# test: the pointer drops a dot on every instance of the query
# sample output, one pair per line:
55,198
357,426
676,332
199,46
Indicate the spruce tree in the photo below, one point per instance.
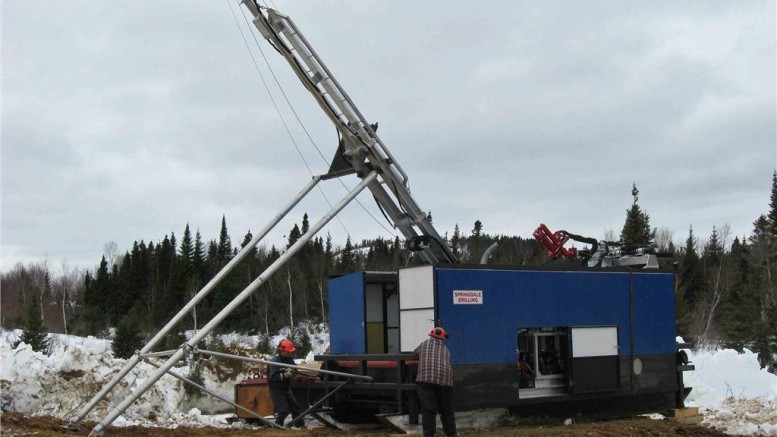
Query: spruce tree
34,332
305,224
225,243
636,229
456,240
691,281
347,257
128,338
294,235
477,230
772,217
186,254
713,251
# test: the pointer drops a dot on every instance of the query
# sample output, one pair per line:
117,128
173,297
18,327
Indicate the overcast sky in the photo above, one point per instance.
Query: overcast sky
127,120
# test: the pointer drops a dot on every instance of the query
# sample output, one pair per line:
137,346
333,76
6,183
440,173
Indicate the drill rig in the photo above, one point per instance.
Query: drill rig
601,253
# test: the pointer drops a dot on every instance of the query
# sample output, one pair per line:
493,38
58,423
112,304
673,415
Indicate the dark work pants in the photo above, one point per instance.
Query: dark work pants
435,399
284,403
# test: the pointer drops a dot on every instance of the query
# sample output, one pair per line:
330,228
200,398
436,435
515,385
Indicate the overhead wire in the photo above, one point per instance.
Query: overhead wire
296,115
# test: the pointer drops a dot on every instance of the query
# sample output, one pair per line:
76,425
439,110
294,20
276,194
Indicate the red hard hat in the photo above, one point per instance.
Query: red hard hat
286,346
438,333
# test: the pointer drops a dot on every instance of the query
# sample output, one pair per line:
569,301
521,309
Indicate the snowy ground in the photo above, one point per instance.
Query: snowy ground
733,393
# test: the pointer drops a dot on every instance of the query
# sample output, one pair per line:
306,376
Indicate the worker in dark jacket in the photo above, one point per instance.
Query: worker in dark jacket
280,384
435,384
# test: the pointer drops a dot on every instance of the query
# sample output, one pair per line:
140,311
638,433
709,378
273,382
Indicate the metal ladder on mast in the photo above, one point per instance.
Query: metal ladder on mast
363,151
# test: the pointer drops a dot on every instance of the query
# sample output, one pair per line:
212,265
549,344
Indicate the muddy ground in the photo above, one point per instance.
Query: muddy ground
17,425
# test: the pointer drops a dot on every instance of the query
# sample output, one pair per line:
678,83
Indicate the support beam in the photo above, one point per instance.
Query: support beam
99,429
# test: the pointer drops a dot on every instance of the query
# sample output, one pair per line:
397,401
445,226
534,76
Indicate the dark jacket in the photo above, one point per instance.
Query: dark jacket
275,372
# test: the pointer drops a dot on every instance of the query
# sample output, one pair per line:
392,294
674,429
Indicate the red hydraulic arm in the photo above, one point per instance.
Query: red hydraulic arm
554,242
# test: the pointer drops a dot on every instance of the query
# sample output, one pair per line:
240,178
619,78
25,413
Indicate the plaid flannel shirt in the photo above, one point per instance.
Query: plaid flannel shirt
434,363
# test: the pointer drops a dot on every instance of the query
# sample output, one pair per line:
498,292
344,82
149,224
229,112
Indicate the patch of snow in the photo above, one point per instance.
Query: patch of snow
732,392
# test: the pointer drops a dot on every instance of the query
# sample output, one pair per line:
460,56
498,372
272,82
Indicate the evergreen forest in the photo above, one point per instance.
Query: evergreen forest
726,285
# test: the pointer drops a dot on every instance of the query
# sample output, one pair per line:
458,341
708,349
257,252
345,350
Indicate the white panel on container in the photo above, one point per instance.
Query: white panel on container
374,302
416,325
393,340
392,310
595,341
416,287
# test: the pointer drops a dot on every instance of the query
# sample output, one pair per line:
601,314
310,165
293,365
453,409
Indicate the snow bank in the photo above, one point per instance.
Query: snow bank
733,393
730,389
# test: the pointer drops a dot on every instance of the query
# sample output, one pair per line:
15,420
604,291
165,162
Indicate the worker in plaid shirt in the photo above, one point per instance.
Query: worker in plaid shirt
435,384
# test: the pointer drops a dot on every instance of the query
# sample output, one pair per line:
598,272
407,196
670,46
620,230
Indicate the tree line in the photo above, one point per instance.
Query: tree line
725,289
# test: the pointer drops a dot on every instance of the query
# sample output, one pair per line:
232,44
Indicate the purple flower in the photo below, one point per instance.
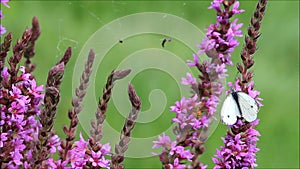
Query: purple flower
163,141
189,80
177,165
3,138
98,160
53,143
2,29
239,150
195,62
235,7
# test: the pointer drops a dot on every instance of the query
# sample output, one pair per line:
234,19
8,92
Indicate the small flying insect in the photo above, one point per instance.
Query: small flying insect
165,40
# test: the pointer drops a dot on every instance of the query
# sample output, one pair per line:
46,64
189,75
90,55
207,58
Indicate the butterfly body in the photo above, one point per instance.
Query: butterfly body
238,104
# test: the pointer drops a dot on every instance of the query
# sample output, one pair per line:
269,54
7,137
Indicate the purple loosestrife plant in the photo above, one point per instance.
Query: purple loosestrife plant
193,115
27,115
28,110
4,3
240,142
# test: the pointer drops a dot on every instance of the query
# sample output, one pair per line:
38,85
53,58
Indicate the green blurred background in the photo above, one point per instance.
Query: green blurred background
276,69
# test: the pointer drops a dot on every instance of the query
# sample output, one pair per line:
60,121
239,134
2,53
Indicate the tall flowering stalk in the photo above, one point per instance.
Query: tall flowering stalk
27,115
193,115
4,3
240,142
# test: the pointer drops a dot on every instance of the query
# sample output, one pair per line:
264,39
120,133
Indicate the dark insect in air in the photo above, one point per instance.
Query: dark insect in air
164,41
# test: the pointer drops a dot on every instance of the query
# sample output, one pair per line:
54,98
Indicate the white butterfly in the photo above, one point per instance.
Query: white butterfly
238,104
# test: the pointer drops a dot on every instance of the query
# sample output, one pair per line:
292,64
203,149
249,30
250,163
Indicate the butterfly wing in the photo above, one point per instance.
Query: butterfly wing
249,107
229,111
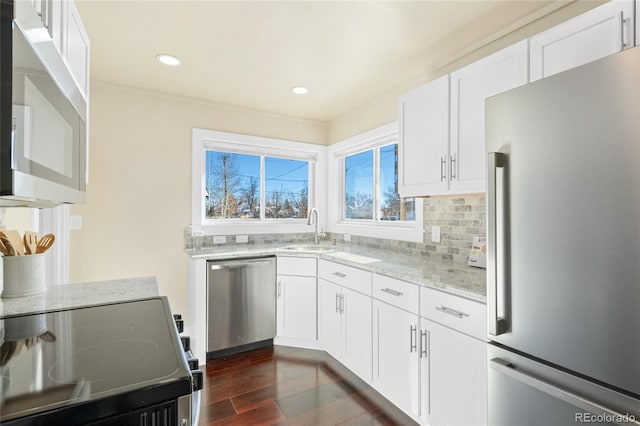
★ ★ ★
WORK REQUEST: Your task is to copy every line of the entries that contains the string "below".

ANSWER AREA:
Indicate the spruce tree in the photo below, one point per instance.
Indicate the purple flower in the photo below, one point per instance.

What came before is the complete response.